Print, exactly and completely, every entry in the data.
>> Start Dataset rows
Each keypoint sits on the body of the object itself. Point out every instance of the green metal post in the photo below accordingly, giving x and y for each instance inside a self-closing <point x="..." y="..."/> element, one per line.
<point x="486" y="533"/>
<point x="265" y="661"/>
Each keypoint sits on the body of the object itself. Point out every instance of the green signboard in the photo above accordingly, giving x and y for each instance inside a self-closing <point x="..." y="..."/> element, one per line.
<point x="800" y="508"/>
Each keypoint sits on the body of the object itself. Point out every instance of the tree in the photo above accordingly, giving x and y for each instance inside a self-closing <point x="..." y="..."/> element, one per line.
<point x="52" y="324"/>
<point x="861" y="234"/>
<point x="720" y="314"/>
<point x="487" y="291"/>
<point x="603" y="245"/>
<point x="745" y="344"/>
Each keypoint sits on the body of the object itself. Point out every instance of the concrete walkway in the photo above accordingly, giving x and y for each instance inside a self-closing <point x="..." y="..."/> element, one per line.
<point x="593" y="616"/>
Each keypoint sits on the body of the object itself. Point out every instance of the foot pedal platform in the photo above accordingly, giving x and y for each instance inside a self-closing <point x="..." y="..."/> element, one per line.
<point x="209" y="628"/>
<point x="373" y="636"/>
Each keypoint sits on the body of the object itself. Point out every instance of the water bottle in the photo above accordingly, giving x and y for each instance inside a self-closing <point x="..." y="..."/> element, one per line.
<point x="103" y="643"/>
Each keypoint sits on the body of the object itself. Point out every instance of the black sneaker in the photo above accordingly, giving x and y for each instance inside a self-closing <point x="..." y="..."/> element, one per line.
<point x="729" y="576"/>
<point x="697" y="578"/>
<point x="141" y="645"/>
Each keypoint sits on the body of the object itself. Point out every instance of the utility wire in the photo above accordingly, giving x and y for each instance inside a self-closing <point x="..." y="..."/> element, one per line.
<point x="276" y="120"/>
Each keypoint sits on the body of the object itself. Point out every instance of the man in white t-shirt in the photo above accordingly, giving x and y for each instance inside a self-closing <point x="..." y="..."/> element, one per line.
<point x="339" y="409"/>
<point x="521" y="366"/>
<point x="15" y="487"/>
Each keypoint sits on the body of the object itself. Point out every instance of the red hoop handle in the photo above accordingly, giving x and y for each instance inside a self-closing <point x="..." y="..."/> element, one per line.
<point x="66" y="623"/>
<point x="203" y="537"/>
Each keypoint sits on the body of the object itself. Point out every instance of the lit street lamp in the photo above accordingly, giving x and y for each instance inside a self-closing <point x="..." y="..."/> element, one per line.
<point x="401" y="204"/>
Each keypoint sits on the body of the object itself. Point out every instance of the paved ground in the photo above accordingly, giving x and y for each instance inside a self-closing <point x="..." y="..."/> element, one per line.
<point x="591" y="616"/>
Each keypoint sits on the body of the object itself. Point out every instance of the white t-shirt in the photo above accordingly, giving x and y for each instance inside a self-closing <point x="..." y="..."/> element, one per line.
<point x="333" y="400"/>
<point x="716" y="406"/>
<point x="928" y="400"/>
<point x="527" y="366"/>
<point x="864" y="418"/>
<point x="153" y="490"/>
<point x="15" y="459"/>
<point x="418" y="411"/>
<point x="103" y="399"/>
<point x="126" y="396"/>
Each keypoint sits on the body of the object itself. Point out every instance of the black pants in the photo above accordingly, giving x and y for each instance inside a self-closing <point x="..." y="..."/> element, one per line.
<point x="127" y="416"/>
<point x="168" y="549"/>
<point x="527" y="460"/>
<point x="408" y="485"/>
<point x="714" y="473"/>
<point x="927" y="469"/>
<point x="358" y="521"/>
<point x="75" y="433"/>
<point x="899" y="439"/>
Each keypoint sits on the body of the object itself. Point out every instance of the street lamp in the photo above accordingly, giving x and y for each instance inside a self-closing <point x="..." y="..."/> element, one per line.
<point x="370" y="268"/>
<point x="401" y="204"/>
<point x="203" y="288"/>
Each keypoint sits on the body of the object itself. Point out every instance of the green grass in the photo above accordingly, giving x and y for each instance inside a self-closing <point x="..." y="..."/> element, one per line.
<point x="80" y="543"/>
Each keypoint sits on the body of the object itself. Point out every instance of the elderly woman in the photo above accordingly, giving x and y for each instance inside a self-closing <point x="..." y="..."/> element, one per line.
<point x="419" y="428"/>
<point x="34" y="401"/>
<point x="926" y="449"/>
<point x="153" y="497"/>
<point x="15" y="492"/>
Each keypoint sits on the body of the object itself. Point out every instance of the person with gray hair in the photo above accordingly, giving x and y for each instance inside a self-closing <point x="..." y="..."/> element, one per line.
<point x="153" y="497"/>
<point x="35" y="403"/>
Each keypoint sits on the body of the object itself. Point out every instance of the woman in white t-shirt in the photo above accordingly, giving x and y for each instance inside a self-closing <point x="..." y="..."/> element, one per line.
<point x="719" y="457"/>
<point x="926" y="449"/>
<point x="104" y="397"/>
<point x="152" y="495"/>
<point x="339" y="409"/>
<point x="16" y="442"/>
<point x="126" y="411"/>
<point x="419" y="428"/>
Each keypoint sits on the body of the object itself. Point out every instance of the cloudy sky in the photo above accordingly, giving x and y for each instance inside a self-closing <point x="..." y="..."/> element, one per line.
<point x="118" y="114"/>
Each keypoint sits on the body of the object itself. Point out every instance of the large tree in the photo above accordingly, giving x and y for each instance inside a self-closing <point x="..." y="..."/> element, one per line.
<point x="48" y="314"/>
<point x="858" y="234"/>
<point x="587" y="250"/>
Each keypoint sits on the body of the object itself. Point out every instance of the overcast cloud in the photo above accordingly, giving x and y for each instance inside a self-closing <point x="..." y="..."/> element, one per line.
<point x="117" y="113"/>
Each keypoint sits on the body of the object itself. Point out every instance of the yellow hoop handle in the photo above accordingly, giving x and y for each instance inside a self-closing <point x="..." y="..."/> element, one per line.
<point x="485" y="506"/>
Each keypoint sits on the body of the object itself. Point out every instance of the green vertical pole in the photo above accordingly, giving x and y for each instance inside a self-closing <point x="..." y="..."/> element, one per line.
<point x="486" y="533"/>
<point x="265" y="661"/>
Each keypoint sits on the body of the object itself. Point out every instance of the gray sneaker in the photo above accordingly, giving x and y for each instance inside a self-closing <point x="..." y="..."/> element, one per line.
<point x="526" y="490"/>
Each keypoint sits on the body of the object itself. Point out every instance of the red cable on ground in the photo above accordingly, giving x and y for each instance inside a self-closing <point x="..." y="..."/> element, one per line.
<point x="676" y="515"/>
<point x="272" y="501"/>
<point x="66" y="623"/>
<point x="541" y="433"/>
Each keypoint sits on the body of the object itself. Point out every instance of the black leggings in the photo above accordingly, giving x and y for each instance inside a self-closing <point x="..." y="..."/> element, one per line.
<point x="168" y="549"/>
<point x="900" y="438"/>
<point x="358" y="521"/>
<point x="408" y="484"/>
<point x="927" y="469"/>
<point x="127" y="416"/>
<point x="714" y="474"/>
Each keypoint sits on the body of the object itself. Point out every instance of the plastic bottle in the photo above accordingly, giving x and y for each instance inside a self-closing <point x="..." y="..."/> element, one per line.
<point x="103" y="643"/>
>> End Dataset rows
#### Response to this task:
Each keypoint sits on the body of the object itself. Point out every instance of the green metal post in the photo below accordingly, giving x and y for each instance inside a self-closing <point x="..." y="..."/> element, one per line.
<point x="486" y="533"/>
<point x="265" y="661"/>
Each keypoint sits on the body of the object itself. Point out every instance of the green signboard in the photo above accordingly, giving x and y for each instance inside a self-closing <point x="..." y="..."/> element, one per line.
<point x="800" y="508"/>
Each keypoint sits on the body of the object itself. Point out every instance of the tree in the photo above accordingly, giving x and y for each instance inside a self-closing <point x="..." y="..."/> element, one per line.
<point x="52" y="324"/>
<point x="861" y="234"/>
<point x="720" y="314"/>
<point x="487" y="291"/>
<point x="603" y="245"/>
<point x="745" y="344"/>
Each keypoint sits on the body of the object itself. Point out every instance of the concrete walkway in the photo above accordingly, giving x and y for each instance inside a self-closing <point x="..." y="..."/> element, one per line.
<point x="593" y="616"/>
Each keypoint sits on the body of the object itself. Point out every instance of the foot pedal platform in the photo above accordingly, giving x and y for each instance inside a self-closing <point x="..." y="..."/> element, one per line.
<point x="209" y="628"/>
<point x="373" y="636"/>
Each keypoint sits on the body of the object itself. Point out every instance of the water bottle in the photo above accordingly, giving x and y for each instance inside a self-closing <point x="..." y="..."/> element, one per line.
<point x="103" y="643"/>
Each keypoint sits on the body of the object itself. Point out every instance of the black sneaker in the photo above accordingly, giving x and y for each instance inside a self-closing <point x="..." y="..."/> element, one per line.
<point x="729" y="576"/>
<point x="697" y="578"/>
<point x="141" y="645"/>
Each keypoint sits on the body of the object itself. Point out every instance of the utility wire in the photo above accordingly, giving x and y for each instance inside a self-closing <point x="..." y="..."/> element, one per line.
<point x="276" y="120"/>
Each keypoint sits on the body of the object itself. Point out every instance of the man in white t-shirt in the photo above accordingly, giving x and y for each instance inside a self-closing <point x="..." y="..."/> element, one per line.
<point x="339" y="409"/>
<point x="521" y="366"/>
<point x="15" y="487"/>
Each keypoint sits on the body of the object itself. Point out every instance of the red hoop handle in the photo above accordingly, giving x and y for each instance inside a self-closing <point x="..." y="..."/> element, one per line.
<point x="66" y="623"/>
<point x="203" y="537"/>
Each keypoint sits on the body of the object itself. Point out every instance of the lit street lamp in the photo above accordingly, giving x and y for each instance inside a self-closing <point x="..." y="..."/> element, one per line.
<point x="401" y="204"/>
Each keypoint sits on the body of the object itself. Point out every instance of the paved ground in the photo above accordingly, giving x and y for each instance inside a self-closing <point x="..." y="..."/> element, one per line.
<point x="591" y="616"/>
Each keypoint sits on the body of the object itself. Point out every instance of the white t-shirt in the photo above accordingly, giving x and y for each instance inside a self-closing <point x="..." y="..."/> element, one per line.
<point x="333" y="400"/>
<point x="716" y="406"/>
<point x="928" y="400"/>
<point x="527" y="366"/>
<point x="864" y="418"/>
<point x="153" y="490"/>
<point x="15" y="459"/>
<point x="418" y="411"/>
<point x="103" y="399"/>
<point x="126" y="396"/>
Each keypoint sits on the body of the object itself. Point out every instance of the black pants in the photo above accordingly, giving x and y for each instance inside a self-closing <point x="..." y="..."/> element, one per line.
<point x="127" y="416"/>
<point x="168" y="549"/>
<point x="527" y="460"/>
<point x="408" y="485"/>
<point x="714" y="473"/>
<point x="927" y="469"/>
<point x="358" y="521"/>
<point x="75" y="433"/>
<point x="899" y="439"/>
Each keypoint sits on the body of the object itself. Point out every instance of the street lamp in the photo above accordingly, giving x and y for each instance inside a self-closing <point x="..." y="..."/> element, one per line.
<point x="370" y="268"/>
<point x="401" y="204"/>
<point x="203" y="288"/>
Each keypoint sits on the body of the object itself. Point out every instance of the green grass in the photo above accordingly, giving x and y for each instance inside a self-closing <point x="..." y="..."/> element, one per line.
<point x="80" y="543"/>
Each keypoint sits on the body of the object itself. Point out every instance of the elderly woman in the photo above accordingly, giving x and y for each instance inside a self-closing <point x="..." y="..."/> element, one per line.
<point x="419" y="428"/>
<point x="34" y="401"/>
<point x="926" y="449"/>
<point x="153" y="497"/>
<point x="15" y="492"/>
Each keypoint sits on the body of the object itself. Point out every instance of the person with gray hair in the photo above accordingly, giving x and y for each instance inside a self-closing <point x="..." y="..."/> element, one per line.
<point x="153" y="497"/>
<point x="35" y="403"/>
Each keypoint sits on the body of the object itself. Point out every instance of the woman in white t-shirt in the photo above accordingly, giving x and y for each instance inside a self-closing <point x="..." y="..."/> element, one per line.
<point x="719" y="457"/>
<point x="926" y="449"/>
<point x="104" y="397"/>
<point x="152" y="495"/>
<point x="339" y="409"/>
<point x="16" y="442"/>
<point x="126" y="411"/>
<point x="419" y="428"/>
Each keypoint sits on the body of the object itself. Point out every instance of the cloudy sky in the photo above accordingly, giving x and y for each instance inside a self-closing <point x="..." y="..."/> element, one per line.
<point x="118" y="114"/>
Each keypoint sits on the body of the object itself. Point out every instance of the large tree in the photo above accordingly, giving x and y for each instance inside a self-closing <point x="..." y="..."/> element, one per line.
<point x="48" y="314"/>
<point x="858" y="234"/>
<point x="587" y="250"/>
Each keypoint sits on the body of the object itself. Point out every instance of the overcast cloud in the photo above accordingly, giving x and y for each instance inside a self-closing <point x="..." y="..."/> element, one per line.
<point x="117" y="113"/>
Each keypoint sits on the body of the object itself. Point out every instance of the yellow hoop handle in the photo above accordingly, giving x and y for each instance inside a self-closing <point x="..." y="..."/> element, one per line.
<point x="485" y="506"/>
Each keypoint sits on the body of the object itself. Point out every instance of the green vertical pole in the photo above accordingly, giving x and y for each instance inside a self-closing <point x="..." y="..."/> element, one per line.
<point x="486" y="533"/>
<point x="265" y="661"/>
Each keypoint sits on the body of the object itself. Point out every instance of the gray sneaker in the photo above accordingly, giving x and y for each instance inside a self-closing <point x="..." y="..."/> element, one per line.
<point x="526" y="490"/>
Each keypoint sits on the body of the object itself. Point out every instance of the red cable on ground in the photo above accordingly, giving x and y for each instance inside a self-closing <point x="..." y="..."/> element, one per line.
<point x="676" y="515"/>
<point x="272" y="501"/>
<point x="66" y="623"/>
<point x="541" y="433"/>
Each keypoint sits on the body of the object itself. Point out every instance of the black leggings in the photo above accordingly, giving x and y for each instance inside a self-closing <point x="..." y="..."/> element, one per line.
<point x="168" y="549"/>
<point x="900" y="438"/>
<point x="358" y="521"/>
<point x="408" y="484"/>
<point x="927" y="469"/>
<point x="127" y="416"/>
<point x="714" y="474"/>
Each keypoint sits on the body of the object itself. Point out every instance of the plastic bottle in the photo above accordingly, giving x and y for each instance inside a self-closing <point x="..." y="..."/> element, one per line.
<point x="103" y="643"/>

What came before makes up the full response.